REQUIRED ACTIONS:
a. Reproduce the passage of the game thread starting with "OT...tomorrow is Webber's" and going on through "while on suspension.", with no changes.
b. In the game thread, why does the poster Peja Vu expect Webber not to be as rusty in his first game? Answer in one to three sentences.

# Sacramento vs. L.A. Clippers Game Thread (3/2) CHRIS WEBBER'S FIRST GAME!!!



## Peja Vu (Jun 9, 2002)

*vs.*









*Sacramento Kings (43-15) vs. Los Angeles Clippers (25-32)
Arco Arena, Tuesday March 2, 2004
7:00pm PT *

*Probable Starters*











































































*Predictions on how Chris Webber will do?*


----------



## Hibachi! (Sep 18, 2003)

Good to see that face in the starting lineup again, i say he has a moderate game, especially since hes going against Brand


----------



## Peja Vu (Jun 9, 2002)

He has had a long time in between being activated and now so maybe he wont be as rusty...he probably won't get huge minutes but I will predict:

14 Points/7 Rebounds/4 Assists

And for the game prediction:

SAC 101
LAC 95


----------



## Peja Vu (Jun 9, 2002)

OT...tomorrow is Webber's 31st birthday so happy birthday Chris!!!


----------



## Peja Vu (Jun 9, 2002)

> Speaking of missing, the Kings look forward to Tuesday's home game against the Los Angeles Clippers, when Webber is expected to play for the first time this season.
> 
> Webber, who has been out with a knee injury most of the season, missed the last eight games while on suspension.
> 
> "I would assume he'll start," Kings coach Rick Adelman said. "We'll sit down and talk about it tomorrow at practice."


----------



## Hibachi! (Sep 18, 2003)

I want him off the bench, have him come in on the first dead ball


----------



## Peja Vu (Jun 9, 2002)

Webber return begs question: How will he fit in?


----------



## DaUnbreakableKinG (Jun 28, 2003)

*Webber 15pts 10rbs 6asts*


----------



## Hibachi! (Sep 18, 2003)

http://sports.espn.go.com/nba/news/story?id=1748618


----------



## SacTown16 (Feb 2, 2004)

Clippers 96 - 114 Kings

Peja: 26 pts
Miller: 16 pts, 9 Reb, 5 dimes
Bibby: 18 pts
Webber: 11 pts, 6 Reb, 3 dimes:woot: 

Looks like i will bring my Webber jersey out of the closet, off of the injured reserve tomorrow.


----------



## Hibachi! (Sep 18, 2003)

Webber=
15 Points 8 Boards 4 Dimes

Kings win


----------



## Peja Vu (Jun 9, 2002)

*Return of the King-Chris Webber*

Chris Webber spoke to the media on Monday about his impending return to the court. Here's what he had to say...


----------



## Peja Vu (Jun 9, 2002)

DATA FOR REVIEW:
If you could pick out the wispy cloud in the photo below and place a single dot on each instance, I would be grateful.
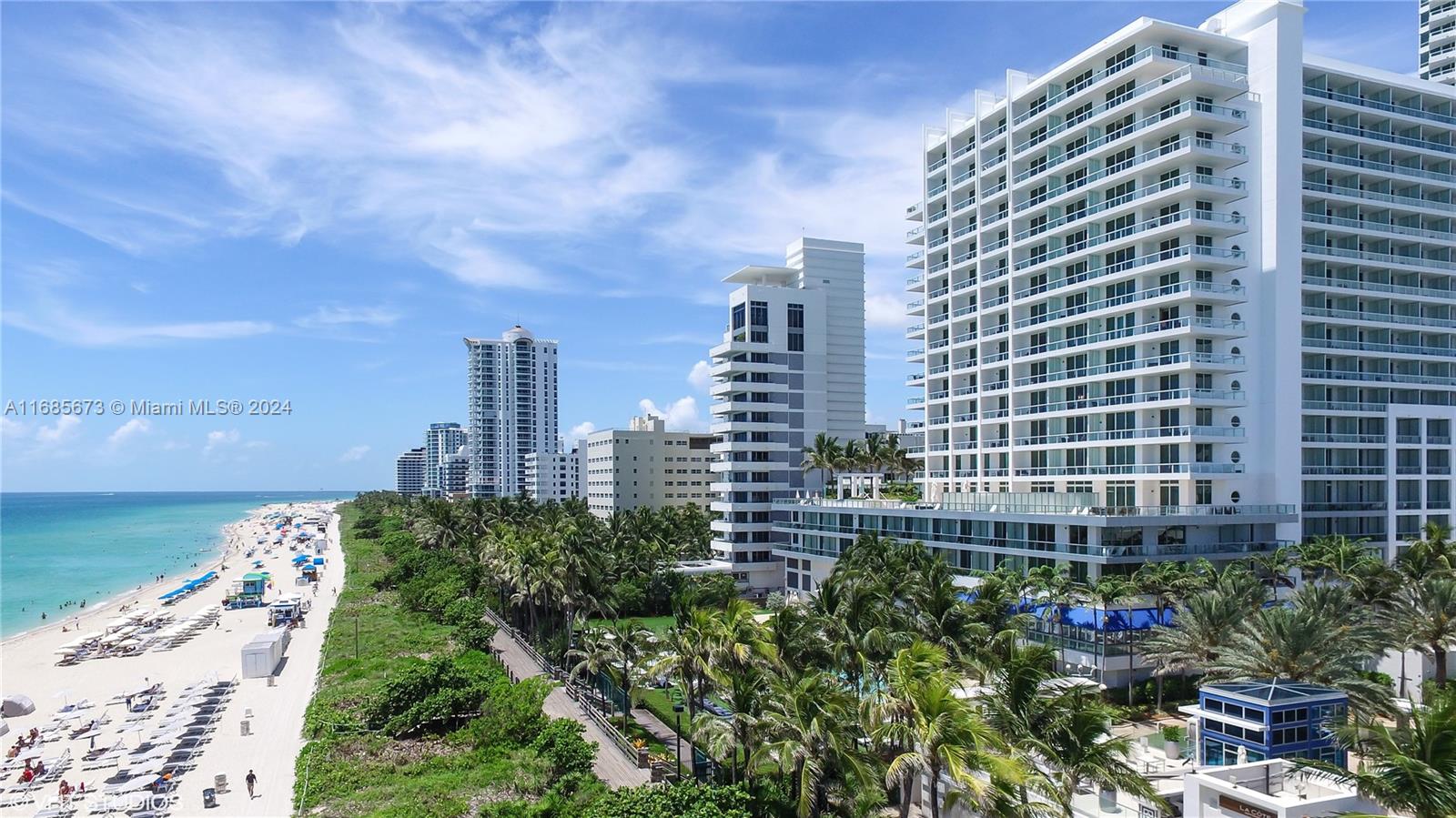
(354, 454)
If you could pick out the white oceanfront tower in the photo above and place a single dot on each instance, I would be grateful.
(1439, 41)
(513, 409)
(1188, 294)
(791, 366)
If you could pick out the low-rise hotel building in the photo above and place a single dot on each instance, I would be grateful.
(647, 466)
(1188, 294)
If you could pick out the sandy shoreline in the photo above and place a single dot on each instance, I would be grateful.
(274, 711)
(145, 594)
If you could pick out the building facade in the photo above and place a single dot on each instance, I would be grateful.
(647, 466)
(513, 409)
(410, 472)
(1187, 294)
(1438, 41)
(441, 441)
(791, 366)
(552, 476)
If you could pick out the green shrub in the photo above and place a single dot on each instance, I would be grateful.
(677, 801)
(564, 749)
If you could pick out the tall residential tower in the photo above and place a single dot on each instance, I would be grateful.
(513, 409)
(1188, 294)
(791, 366)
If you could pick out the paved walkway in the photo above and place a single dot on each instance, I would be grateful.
(667, 735)
(612, 766)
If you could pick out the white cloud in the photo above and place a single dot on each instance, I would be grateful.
(354, 454)
(220, 439)
(58, 320)
(334, 316)
(885, 310)
(62, 431)
(681, 415)
(701, 376)
(128, 431)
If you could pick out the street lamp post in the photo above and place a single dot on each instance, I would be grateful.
(677, 716)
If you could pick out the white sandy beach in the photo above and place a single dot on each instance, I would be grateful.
(28, 665)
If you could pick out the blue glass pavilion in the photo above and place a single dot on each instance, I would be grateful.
(1267, 718)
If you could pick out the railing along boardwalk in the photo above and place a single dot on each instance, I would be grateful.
(570, 701)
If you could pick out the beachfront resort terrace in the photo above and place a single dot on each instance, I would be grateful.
(977, 531)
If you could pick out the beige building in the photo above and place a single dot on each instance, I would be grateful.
(647, 466)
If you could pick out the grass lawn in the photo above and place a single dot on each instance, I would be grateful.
(347, 772)
(654, 623)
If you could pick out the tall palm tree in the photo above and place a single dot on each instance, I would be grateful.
(1410, 769)
(823, 454)
(689, 657)
(1110, 591)
(1201, 629)
(1426, 611)
(1165, 582)
(943, 734)
(808, 732)
(630, 640)
(1273, 568)
(1077, 747)
(1288, 642)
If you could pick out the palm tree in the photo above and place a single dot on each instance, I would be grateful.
(943, 734)
(1273, 568)
(1409, 769)
(824, 454)
(1288, 642)
(808, 732)
(689, 657)
(1434, 550)
(1165, 582)
(740, 658)
(1110, 591)
(1205, 623)
(1426, 611)
(1077, 745)
(630, 641)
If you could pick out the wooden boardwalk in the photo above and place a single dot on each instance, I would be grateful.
(612, 764)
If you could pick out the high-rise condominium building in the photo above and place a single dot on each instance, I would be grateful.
(553, 476)
(410, 472)
(647, 466)
(441, 439)
(1188, 294)
(791, 366)
(513, 409)
(1439, 41)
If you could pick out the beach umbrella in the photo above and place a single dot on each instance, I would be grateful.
(16, 706)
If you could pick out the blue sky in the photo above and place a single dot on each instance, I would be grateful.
(315, 203)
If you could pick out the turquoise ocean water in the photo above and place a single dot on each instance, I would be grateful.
(94, 546)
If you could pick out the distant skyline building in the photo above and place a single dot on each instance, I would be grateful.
(441, 439)
(513, 409)
(647, 466)
(791, 366)
(410, 472)
(1438, 44)
(552, 476)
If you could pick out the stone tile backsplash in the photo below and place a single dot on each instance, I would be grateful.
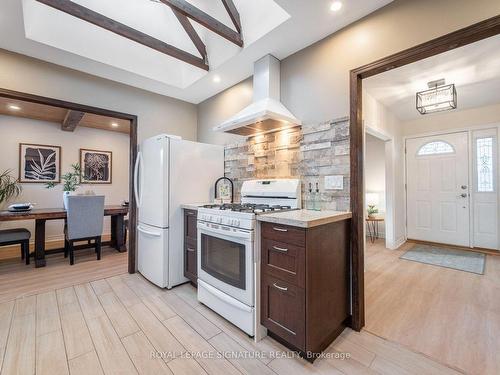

RESULTS FOR THE EXERCISE:
a.
OT...tomorrow is Webber's 31st birthday so happy birthday Chris!!!


----------



## Peja Vu (Jun 9, 2002)

> Speaking of missing, the Kings look forward to Tuesday's home game against the Los Angeles Clippers, when Webber is expected to play for the first time this season.
> 
> Webber, who has been out with a knee injury most of the season, missed the last eight games while on suspension.

b. Peja Vu notes that Webber has had a long time between being activated and this game, so he may not be as rusty. The same post adds that he probably will not get huge minutes.